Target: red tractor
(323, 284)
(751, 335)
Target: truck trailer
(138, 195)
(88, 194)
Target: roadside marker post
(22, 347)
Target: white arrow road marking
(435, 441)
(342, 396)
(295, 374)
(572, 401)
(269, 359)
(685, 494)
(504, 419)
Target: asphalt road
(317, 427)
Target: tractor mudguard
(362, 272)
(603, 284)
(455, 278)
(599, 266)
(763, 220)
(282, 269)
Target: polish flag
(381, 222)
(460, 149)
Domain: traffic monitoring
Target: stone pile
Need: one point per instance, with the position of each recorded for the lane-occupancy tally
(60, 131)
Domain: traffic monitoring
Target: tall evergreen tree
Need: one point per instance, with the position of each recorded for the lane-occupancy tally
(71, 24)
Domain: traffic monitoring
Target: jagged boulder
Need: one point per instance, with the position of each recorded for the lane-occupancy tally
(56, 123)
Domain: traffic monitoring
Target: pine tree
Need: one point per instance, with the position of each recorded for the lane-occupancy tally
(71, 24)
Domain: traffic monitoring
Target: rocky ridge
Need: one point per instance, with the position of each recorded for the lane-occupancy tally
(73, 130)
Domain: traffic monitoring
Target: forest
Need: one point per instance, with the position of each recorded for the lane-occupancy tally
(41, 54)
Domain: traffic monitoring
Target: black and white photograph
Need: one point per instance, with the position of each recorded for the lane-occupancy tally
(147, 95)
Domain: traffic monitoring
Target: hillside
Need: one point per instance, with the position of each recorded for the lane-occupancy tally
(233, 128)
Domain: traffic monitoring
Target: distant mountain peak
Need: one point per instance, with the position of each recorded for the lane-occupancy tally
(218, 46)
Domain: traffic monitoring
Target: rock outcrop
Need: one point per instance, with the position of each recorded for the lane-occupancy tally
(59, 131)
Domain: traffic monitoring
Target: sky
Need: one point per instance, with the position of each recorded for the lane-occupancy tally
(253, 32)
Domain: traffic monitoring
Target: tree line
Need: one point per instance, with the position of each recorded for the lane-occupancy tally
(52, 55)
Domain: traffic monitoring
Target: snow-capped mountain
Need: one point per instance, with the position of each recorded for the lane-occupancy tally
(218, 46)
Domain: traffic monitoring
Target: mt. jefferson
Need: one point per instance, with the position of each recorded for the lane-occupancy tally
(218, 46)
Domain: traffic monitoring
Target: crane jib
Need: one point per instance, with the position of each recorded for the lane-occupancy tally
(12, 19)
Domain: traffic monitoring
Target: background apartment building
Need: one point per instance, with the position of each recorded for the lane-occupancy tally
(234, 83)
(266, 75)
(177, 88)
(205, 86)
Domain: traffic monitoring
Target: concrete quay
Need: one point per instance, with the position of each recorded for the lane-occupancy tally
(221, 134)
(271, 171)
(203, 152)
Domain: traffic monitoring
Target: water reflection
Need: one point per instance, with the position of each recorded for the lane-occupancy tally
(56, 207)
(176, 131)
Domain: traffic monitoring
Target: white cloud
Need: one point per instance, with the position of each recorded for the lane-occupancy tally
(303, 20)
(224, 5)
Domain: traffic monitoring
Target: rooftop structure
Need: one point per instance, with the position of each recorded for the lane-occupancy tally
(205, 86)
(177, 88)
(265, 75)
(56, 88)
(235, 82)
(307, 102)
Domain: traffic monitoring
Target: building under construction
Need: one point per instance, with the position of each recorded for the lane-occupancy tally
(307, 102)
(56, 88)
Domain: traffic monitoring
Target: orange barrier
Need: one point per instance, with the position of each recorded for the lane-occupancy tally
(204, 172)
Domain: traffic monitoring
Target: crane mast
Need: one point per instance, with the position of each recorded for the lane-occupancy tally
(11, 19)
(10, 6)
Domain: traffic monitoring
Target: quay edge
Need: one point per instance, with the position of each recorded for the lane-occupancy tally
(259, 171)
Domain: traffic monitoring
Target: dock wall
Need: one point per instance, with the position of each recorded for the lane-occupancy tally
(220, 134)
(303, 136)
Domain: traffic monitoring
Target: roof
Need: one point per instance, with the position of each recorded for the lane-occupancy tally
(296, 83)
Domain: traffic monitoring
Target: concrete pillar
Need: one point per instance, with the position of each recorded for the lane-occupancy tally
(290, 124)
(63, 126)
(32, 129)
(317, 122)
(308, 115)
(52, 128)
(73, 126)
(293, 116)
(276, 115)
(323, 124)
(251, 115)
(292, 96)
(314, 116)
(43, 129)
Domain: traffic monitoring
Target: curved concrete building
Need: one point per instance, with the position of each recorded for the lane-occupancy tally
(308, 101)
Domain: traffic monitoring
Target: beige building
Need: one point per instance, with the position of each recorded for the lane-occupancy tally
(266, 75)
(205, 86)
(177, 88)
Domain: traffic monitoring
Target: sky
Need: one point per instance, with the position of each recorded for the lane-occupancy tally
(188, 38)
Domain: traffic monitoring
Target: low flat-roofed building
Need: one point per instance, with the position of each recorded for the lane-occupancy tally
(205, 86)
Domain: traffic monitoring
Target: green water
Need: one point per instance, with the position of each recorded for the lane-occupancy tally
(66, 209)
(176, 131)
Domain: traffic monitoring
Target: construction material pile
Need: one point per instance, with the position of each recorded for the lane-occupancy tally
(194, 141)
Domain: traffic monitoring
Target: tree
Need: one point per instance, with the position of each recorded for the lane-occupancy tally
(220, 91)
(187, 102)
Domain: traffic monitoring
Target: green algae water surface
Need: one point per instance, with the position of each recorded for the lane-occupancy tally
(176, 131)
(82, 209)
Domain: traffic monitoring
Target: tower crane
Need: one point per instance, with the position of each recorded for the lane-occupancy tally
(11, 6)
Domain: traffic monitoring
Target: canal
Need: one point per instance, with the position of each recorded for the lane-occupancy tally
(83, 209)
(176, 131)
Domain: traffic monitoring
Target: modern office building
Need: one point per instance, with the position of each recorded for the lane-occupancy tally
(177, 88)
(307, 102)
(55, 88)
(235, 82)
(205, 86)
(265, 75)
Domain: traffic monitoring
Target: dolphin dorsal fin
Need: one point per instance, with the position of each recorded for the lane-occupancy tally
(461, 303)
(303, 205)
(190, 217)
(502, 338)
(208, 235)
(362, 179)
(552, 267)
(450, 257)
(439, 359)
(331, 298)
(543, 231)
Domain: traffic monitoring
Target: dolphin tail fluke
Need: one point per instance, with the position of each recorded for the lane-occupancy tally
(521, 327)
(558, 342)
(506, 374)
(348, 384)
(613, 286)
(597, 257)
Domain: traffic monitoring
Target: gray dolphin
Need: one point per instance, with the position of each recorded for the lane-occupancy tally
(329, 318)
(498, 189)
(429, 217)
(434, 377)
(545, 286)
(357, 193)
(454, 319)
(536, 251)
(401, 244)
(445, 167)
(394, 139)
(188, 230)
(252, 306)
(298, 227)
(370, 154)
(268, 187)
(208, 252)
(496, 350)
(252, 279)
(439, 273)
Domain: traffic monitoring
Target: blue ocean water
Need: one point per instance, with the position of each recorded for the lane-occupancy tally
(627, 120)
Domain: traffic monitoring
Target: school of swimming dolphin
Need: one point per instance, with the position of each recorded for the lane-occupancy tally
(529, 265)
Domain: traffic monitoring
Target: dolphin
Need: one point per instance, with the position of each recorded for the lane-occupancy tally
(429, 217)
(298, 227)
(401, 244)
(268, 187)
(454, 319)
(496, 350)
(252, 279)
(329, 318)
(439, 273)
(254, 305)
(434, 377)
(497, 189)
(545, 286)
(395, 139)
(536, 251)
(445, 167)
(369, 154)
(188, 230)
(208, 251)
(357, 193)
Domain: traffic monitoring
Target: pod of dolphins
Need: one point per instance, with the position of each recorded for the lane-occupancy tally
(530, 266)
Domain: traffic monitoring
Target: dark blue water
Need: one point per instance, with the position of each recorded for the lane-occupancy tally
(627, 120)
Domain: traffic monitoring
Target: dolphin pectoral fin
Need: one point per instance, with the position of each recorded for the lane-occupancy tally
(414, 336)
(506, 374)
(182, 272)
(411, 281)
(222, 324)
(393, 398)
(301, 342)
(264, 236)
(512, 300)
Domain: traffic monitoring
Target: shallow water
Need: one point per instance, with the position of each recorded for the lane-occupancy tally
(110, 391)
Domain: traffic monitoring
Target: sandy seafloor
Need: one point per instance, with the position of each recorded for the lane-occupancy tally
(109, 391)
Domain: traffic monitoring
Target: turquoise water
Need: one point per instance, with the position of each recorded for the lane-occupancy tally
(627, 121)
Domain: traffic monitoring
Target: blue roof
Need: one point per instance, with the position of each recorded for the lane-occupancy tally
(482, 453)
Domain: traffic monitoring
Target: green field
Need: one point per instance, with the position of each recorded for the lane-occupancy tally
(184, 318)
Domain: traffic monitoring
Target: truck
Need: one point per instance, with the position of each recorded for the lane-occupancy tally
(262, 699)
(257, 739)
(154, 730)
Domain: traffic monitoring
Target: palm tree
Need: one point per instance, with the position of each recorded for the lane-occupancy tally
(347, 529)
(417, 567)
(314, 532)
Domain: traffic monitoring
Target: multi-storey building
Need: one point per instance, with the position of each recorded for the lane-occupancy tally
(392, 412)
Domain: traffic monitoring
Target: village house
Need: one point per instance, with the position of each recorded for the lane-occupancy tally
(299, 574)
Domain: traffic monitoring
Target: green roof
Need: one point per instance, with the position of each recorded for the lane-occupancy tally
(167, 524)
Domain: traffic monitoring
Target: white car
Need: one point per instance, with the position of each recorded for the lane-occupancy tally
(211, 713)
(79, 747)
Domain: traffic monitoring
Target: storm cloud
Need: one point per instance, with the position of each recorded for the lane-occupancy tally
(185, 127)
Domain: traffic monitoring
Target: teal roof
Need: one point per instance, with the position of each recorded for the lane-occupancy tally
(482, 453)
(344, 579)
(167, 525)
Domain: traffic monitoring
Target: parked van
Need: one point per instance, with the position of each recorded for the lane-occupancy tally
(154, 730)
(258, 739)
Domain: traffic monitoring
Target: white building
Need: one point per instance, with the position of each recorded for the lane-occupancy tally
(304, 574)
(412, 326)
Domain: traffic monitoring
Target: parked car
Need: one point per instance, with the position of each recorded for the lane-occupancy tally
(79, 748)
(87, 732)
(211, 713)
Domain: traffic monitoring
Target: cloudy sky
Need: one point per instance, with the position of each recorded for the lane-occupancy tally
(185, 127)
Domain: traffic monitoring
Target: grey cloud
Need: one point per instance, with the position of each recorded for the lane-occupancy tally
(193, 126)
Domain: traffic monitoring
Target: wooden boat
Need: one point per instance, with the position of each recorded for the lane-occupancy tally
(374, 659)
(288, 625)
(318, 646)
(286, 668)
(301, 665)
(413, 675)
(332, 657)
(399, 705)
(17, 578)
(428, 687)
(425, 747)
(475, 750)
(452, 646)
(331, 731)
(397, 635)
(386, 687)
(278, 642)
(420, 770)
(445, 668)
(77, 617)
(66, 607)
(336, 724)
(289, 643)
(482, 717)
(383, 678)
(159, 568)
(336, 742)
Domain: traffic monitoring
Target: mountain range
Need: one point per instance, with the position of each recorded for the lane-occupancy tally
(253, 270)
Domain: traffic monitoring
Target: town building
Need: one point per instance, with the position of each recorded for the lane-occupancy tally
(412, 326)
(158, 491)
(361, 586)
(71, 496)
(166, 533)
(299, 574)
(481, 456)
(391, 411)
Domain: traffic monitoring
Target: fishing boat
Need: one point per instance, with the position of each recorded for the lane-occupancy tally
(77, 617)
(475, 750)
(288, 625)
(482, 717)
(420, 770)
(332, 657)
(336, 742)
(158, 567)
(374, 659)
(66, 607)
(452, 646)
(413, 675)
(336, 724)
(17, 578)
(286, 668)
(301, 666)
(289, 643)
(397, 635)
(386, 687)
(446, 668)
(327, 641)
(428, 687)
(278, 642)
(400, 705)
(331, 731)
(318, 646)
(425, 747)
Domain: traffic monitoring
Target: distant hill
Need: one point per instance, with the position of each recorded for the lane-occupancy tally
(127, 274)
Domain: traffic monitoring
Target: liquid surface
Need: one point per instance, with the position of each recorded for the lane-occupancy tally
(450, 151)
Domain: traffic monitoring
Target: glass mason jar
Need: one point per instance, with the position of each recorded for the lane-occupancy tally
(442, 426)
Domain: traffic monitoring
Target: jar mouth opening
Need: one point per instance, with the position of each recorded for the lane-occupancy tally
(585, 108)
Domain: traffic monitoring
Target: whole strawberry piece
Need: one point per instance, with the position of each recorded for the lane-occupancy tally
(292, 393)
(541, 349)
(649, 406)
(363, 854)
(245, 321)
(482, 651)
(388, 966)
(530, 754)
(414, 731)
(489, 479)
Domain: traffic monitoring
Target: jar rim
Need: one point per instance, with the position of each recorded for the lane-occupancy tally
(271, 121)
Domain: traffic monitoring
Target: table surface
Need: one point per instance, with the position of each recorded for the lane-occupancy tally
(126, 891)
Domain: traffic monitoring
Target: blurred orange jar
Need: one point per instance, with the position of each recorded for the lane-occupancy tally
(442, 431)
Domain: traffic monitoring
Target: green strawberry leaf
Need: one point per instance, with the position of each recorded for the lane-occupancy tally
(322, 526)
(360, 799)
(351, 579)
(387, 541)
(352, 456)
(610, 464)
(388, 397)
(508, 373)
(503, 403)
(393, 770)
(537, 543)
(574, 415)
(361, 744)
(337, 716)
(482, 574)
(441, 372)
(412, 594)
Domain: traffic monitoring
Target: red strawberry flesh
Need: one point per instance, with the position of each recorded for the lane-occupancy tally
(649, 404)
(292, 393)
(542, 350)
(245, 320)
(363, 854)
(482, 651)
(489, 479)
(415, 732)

→ **Task details**
Transcribe the records above from the line holding "Target: pine tree" down to the line holding "Target: hillside", inclusive, without adding anything.

→ **Solution to the problem**
Target: pine tree
Need: one point per instance, with the position of each recorded for the lane-occupancy tally
(71, 24)
Domain: traffic monitoring
Target: rocky ridge
Need: one point per instance, with the position of each recorded for the lane-occupancy tally
(73, 130)
Domain: traffic monitoring
Target: forest
Need: one point per instance, with the position of each recorded for the lane-occupancy tally
(41, 54)
Domain: traffic monitoring
Target: black and white photograph
Need: one point per instance, with the position of each recorded for the lane-occupancy tally
(147, 95)
Domain: traffic monitoring
Target: hillside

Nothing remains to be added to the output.